[Task directions] Scan the lines below and report each one containing "hazy" by copying it.

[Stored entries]
_ _ _ _ _ _ _

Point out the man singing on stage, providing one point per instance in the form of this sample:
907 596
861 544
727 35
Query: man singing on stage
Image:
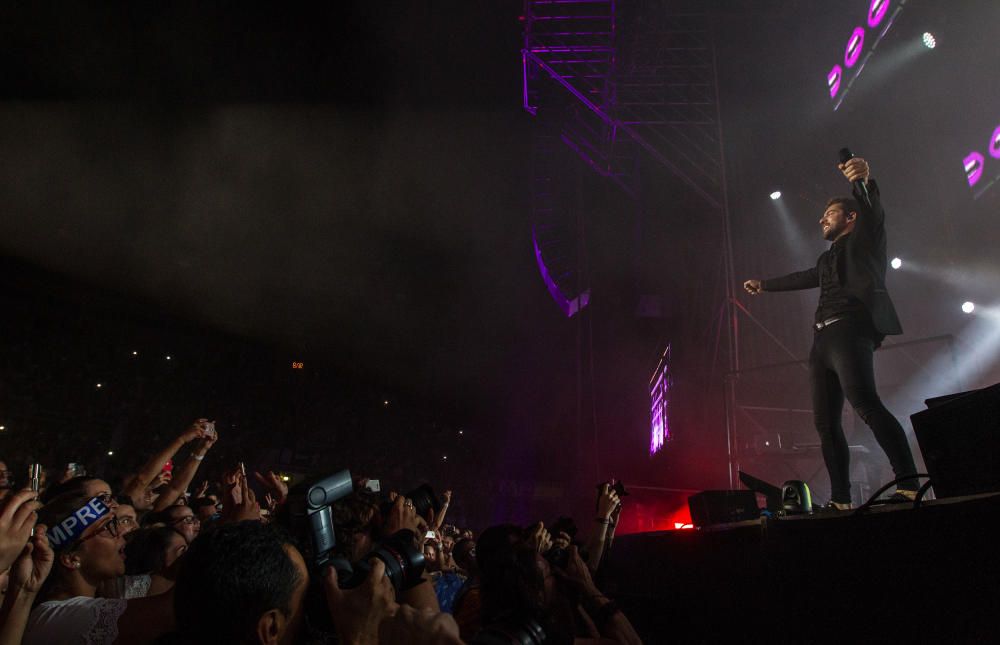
853 317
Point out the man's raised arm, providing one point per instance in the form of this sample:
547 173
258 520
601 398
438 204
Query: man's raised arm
808 279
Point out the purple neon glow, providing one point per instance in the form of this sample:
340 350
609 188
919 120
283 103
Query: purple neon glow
854 46
569 307
974 168
833 79
877 11
659 399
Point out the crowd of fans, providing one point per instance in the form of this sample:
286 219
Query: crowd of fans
167 554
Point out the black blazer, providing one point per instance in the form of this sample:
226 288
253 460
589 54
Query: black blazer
865 263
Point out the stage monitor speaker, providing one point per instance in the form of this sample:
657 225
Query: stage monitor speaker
959 436
722 507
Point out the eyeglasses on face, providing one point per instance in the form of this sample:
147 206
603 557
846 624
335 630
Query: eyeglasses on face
111 528
187 519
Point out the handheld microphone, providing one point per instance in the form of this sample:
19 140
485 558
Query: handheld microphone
859 185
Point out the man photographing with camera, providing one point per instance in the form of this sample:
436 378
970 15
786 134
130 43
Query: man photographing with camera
853 317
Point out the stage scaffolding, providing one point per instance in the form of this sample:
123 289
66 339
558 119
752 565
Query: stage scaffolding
622 84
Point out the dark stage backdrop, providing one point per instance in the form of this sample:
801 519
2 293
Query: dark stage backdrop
352 182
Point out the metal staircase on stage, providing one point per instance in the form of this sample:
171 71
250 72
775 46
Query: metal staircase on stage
615 83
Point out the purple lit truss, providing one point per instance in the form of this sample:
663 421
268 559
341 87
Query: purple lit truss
659 404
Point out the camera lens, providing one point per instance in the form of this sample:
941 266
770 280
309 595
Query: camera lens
404 563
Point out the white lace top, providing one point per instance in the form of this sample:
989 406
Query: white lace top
80 620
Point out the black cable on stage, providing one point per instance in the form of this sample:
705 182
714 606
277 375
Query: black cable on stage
871 500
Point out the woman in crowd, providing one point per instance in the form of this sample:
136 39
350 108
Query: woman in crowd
152 556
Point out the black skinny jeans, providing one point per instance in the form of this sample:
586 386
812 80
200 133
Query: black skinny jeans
841 364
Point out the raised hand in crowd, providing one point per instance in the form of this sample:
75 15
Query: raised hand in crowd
539 539
275 485
444 511
17 518
608 508
154 467
402 515
27 574
183 477
357 613
240 502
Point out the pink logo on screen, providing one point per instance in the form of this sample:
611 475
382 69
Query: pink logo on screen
833 79
854 46
877 12
974 162
974 168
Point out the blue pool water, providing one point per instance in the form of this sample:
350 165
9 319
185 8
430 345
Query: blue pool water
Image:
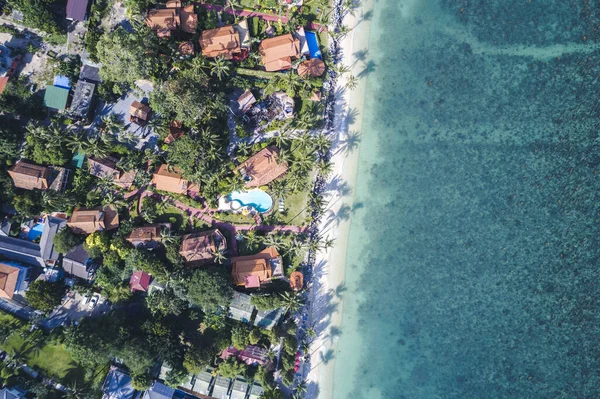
313 45
35 232
257 198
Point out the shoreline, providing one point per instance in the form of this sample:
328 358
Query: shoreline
326 307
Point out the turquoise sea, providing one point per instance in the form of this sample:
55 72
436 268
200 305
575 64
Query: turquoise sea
473 263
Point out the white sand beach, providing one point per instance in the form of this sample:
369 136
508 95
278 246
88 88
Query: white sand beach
326 303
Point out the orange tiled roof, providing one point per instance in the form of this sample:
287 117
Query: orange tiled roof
262 168
254 265
88 221
220 42
29 176
277 52
9 276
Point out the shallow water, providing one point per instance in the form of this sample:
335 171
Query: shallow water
472 267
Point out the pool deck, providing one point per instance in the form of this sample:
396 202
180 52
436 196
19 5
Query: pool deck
204 215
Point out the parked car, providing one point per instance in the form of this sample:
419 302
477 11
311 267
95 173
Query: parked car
94 301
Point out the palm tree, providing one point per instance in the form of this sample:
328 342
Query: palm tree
291 302
351 82
219 256
243 149
324 167
219 68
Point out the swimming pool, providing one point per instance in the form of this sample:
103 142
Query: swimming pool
256 198
313 45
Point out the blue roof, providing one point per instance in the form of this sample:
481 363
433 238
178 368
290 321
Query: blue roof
62 81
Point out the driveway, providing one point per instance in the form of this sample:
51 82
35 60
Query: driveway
74 308
21 311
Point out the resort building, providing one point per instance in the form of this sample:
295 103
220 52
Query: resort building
139 281
107 167
262 168
77 263
220 42
186 49
246 101
30 176
77 10
252 355
12 279
117 385
241 308
253 270
88 221
278 52
313 68
200 248
159 391
256 391
82 99
139 113
296 281
30 252
174 17
147 236
170 180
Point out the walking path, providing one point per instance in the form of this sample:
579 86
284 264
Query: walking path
265 16
203 214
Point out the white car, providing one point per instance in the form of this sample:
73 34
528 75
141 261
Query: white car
94 301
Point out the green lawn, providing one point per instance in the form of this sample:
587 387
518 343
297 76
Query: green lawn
41 353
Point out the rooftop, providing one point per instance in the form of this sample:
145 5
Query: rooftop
262 168
220 42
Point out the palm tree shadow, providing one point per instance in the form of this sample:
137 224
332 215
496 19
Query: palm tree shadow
369 68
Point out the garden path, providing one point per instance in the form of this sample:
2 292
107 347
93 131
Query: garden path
203 214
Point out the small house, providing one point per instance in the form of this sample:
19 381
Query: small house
262 168
77 263
220 42
139 281
277 53
88 221
200 248
117 385
253 270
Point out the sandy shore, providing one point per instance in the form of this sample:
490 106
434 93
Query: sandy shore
326 304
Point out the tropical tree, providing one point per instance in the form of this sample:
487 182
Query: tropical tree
219 68
291 302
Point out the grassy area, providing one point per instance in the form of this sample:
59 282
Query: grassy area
174 216
234 218
40 352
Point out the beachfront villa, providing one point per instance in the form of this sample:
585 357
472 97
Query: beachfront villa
277 53
200 248
262 168
220 42
253 270
170 180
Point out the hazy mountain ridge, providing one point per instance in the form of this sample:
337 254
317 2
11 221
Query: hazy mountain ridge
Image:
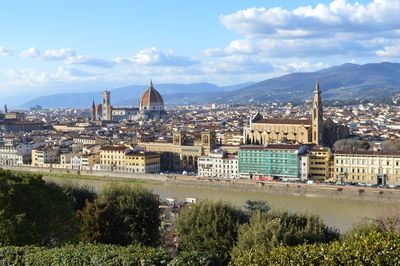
346 81
129 95
338 82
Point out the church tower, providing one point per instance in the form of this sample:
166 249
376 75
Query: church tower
317 117
94 113
106 105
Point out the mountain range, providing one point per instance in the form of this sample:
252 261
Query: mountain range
348 81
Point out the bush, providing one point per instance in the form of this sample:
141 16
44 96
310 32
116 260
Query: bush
196 258
374 248
79 194
34 212
209 227
123 216
266 231
82 254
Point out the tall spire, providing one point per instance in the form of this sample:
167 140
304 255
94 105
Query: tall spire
317 87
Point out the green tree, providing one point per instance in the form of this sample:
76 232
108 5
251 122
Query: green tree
122 215
253 206
266 231
78 194
209 227
34 212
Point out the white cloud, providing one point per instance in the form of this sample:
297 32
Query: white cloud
5 52
69 56
155 57
90 61
389 51
322 20
31 53
59 54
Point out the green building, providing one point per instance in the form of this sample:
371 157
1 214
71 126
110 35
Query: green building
274 160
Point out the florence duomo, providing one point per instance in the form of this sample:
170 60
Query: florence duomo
151 107
270 135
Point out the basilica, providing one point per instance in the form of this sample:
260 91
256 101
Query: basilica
151 107
301 131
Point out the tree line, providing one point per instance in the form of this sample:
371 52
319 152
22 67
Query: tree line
43 223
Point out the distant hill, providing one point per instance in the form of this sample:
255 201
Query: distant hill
339 82
348 81
129 95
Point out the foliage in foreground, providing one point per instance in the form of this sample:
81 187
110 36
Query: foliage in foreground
209 227
34 212
373 248
83 254
122 215
196 258
268 230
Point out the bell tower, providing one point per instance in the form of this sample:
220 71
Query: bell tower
317 117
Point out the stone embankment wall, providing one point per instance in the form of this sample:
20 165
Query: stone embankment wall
300 189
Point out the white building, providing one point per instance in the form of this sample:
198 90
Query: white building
14 153
218 165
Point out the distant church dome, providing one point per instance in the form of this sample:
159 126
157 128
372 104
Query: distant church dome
151 100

_ _ _ _ _ _ _

[Worked solution]
Point out the hazy mountain ridge, providing one point per instance in the form of this sample:
Query: hazy mountain ridge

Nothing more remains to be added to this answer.